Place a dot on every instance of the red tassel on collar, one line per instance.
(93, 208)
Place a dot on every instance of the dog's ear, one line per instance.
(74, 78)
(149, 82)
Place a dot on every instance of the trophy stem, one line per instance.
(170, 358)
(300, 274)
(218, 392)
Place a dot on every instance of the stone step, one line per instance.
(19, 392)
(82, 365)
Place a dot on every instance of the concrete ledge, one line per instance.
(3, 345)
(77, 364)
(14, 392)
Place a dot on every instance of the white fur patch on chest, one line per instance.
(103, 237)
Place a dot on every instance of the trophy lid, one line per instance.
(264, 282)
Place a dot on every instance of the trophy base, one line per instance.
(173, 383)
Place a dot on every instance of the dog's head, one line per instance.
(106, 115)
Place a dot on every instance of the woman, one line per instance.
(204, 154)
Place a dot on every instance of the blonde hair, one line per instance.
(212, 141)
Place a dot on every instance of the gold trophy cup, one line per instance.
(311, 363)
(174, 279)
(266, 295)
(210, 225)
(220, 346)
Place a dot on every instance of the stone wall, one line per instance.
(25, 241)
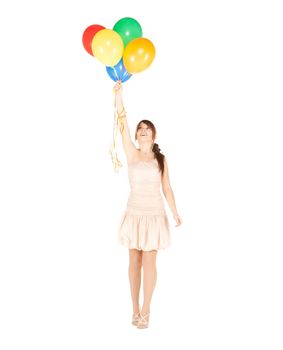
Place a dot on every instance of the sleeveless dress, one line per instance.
(144, 224)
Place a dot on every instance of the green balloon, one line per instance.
(128, 29)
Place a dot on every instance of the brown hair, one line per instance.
(156, 150)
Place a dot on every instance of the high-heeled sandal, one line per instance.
(135, 319)
(143, 321)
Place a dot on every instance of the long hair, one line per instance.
(156, 150)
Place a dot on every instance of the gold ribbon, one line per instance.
(118, 120)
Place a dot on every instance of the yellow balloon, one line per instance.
(138, 55)
(107, 46)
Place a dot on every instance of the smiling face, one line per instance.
(144, 133)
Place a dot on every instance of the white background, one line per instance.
(214, 92)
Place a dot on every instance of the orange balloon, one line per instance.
(138, 55)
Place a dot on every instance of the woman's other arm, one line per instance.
(169, 195)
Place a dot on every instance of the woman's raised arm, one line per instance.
(128, 145)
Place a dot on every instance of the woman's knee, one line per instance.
(149, 259)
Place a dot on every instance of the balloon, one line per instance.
(118, 72)
(88, 35)
(107, 46)
(138, 55)
(128, 29)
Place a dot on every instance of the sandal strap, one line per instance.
(143, 318)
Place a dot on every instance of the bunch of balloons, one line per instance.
(122, 49)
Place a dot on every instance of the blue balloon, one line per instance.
(118, 72)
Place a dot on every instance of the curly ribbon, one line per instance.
(118, 120)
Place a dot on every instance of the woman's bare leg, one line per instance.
(149, 278)
(135, 264)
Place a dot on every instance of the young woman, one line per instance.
(144, 227)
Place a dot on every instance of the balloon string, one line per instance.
(118, 120)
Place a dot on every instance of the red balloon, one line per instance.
(88, 35)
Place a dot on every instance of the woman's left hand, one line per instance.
(178, 220)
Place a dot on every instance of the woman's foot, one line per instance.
(135, 318)
(143, 321)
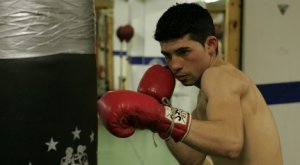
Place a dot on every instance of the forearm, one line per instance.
(185, 154)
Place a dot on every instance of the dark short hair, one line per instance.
(185, 19)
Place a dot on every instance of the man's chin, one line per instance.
(190, 83)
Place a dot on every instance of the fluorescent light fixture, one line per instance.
(210, 1)
(205, 1)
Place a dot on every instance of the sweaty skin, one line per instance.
(232, 122)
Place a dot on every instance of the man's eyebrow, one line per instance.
(164, 53)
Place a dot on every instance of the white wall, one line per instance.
(271, 55)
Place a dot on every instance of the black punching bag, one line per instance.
(47, 83)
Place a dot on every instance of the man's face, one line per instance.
(187, 59)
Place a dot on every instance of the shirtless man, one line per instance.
(231, 122)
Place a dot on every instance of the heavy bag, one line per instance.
(47, 83)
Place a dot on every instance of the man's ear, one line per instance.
(211, 44)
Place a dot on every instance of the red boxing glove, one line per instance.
(123, 111)
(158, 82)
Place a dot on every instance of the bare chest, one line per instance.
(200, 111)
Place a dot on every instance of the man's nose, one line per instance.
(175, 63)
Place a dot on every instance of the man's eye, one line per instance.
(182, 52)
(167, 56)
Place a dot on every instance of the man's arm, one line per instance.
(183, 153)
(222, 133)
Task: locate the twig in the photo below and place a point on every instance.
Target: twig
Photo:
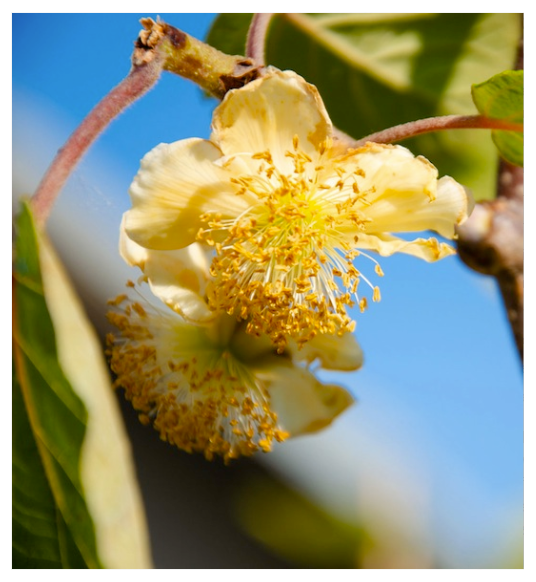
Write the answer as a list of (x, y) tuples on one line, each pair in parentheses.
[(413, 128), (140, 80), (256, 40)]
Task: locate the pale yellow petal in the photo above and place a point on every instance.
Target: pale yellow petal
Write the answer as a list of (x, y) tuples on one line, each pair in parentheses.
[(406, 196), (178, 278), (176, 184), (428, 249), (266, 115), (334, 352), (301, 402)]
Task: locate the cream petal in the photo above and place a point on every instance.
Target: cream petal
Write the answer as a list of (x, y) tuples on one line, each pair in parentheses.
--------------------------------
Task item ▸ When you repeat the data, keep it exact and drop every picture.

Result below ▸
Place a dot on every instance of the red tassel on collar, one line per instance.
(93, 208)
Place a dot on every instance of the dog's ear, one line per instance.
(74, 78)
(149, 82)
Place a dot on every instance of the trophy stem, one line per instance.
(170, 358)
(300, 274)
(218, 392)
Place a dot on every instance of the stone step, one line per instance.
(19, 392)
(82, 365)
Place a dot on every instance of the concrete ledge, one line per instance.
(3, 345)
(77, 364)
(14, 392)
Place a dot on every instance of the white fur patch on chest, one line per instance.
(103, 237)
Place a dot on every instance of the trophy lid, one line per instance.
(264, 282)
Place a dot on every instance of the trophy base, one line per instance.
(173, 383)
Place a dot on every instance of the dog's head, one line per instance.
(106, 115)
Place a dot on every instance of the woman, one line per instance.
(204, 154)
Place a dot on every instance of the blonde hair, one line per instance.
(212, 141)
Place a dot on every instance of the gold trophy cup, one line per instance.
(311, 363)
(174, 279)
(266, 295)
(210, 225)
(220, 346)
Place a dot on every instance of the stone wall, one line per instance.
(25, 241)
Place a dot on every instance of the sleeveless dress, one line per instance.
(144, 224)
Place a dot on every instance of the green balloon, one line per instance.
(128, 29)
Place a dot on every instance of the brown hair, one line per instance.
(156, 150)
Place a dot on every instance of the high-heeled sandal, one line per instance.
(135, 319)
(143, 321)
Place a dot on every instance of the long hair, one line per instance.
(156, 150)
Place a dot on every instance of the gold ribbon, one line per instance.
(118, 120)
Place a dot on every instance of the yellow balloon, one line per instance.
(138, 55)
(107, 46)
Place a dot on every instance of the smiling face, one line per instance.
(144, 133)
Place a dot on every instance of the white background, one line per instance.
(214, 92)
Place a dot on every instance of the orange balloon, one line per instance.
(138, 55)
Place a dot on every instance of the woman's other arm, one line per instance.
(169, 195)
Place a dot on every instance of the woman's raised arm, one line per instance.
(128, 145)
Place a dot on every instance of the woman's knee, one line per instance.
(149, 259)
Place a dot on every instance of the balloon, one line per instance.
(118, 72)
(88, 35)
(107, 46)
(138, 55)
(128, 29)
Place a dot on every instance of the sandal strap, one line per instance.
(143, 318)
Place a dot on every instance of the bunch of balloons, one line per instance.
(122, 49)
Place a dot on every instance of the blue balloon, one line per instance.
(118, 72)
Place a dot on every instance of the curly ribbon, one line per instance.
(118, 120)
Place a dot on every instance of the woman's bare leg, one line per instance.
(149, 278)
(135, 264)
Place a dot on every instance of the young woman, one line per instance.
(144, 227)
Place a dot on every instance of the balloon string, one line per instance.
(118, 120)
Place a dot on every instance of the red balloon, one line per instance.
(88, 35)
Place a dot on every instance of the woman's left hand, one line per instance.
(178, 220)
Place a dot on every instance of the woman's foot, one line per instance.
(135, 318)
(143, 321)
Place a dot on every instance of the forearm, one line per instance.
(185, 154)
Place a dot on every instance of the dark short hair, one line per instance.
(185, 19)
Place a dot on every instance of the man's chin, one line per instance.
(190, 83)
Place a dot on every instance of the fluorescent light fixture, one line per instance.
(210, 1)
(205, 1)
Place a dot on every instance of the sweaty skin, one line per instance.
(232, 122)
Place a dot on every instance of the man's eyebrow, one line per instance.
(164, 53)
Place a dot on every instance of the white wall, one line per instance.
(271, 55)
Place a dot on every instance of the black punching bag, one line per instance.
(47, 83)
Place a dot on every instance of the man's face, one line per instance.
(187, 59)
Place a dot on every instance of the shirtless man, one line per instance.
(231, 122)
Place a dot on every instance of the heavy bag, one line per instance.
(47, 83)
Place a dot on every instance of the man's ear, one line per instance.
(211, 44)
Place a dot on every instance of the red boxing glove, one line per instance.
(123, 111)
(158, 82)
Place a dot on every instance of the bare chest, one line per instance.
(200, 111)
Place a dot on every instance of the man's nose, one line per instance.
(175, 63)
Place a dot on every instance of the man's eye, one line per instance.
(182, 52)
(167, 56)
Place a dot on every instance of the man's arm, one line per instance.
(183, 153)
(222, 133)
Task: locate the twig in the photo below and place a point on every instance.
Target: twig
Photo:
Write the answer as a list of (x, y) tuples on one line, each pair in parentheses.
[(413, 128), (140, 80), (256, 40)]
Task: locate the pale yellow petal in the photo above and place a point on every instance.
Target: pale yellow petal
Write the answer as a list of (x, y) tuples on one line, each pair in parentheses.
[(406, 196), (178, 278), (176, 184), (428, 249), (266, 115), (334, 352), (301, 402)]
Task: locate the cream petal in the photo above and place a point on every instance.
Target: cream petal
Write the answer as a list of (x, y) tuples on one line, each pair in parentheses.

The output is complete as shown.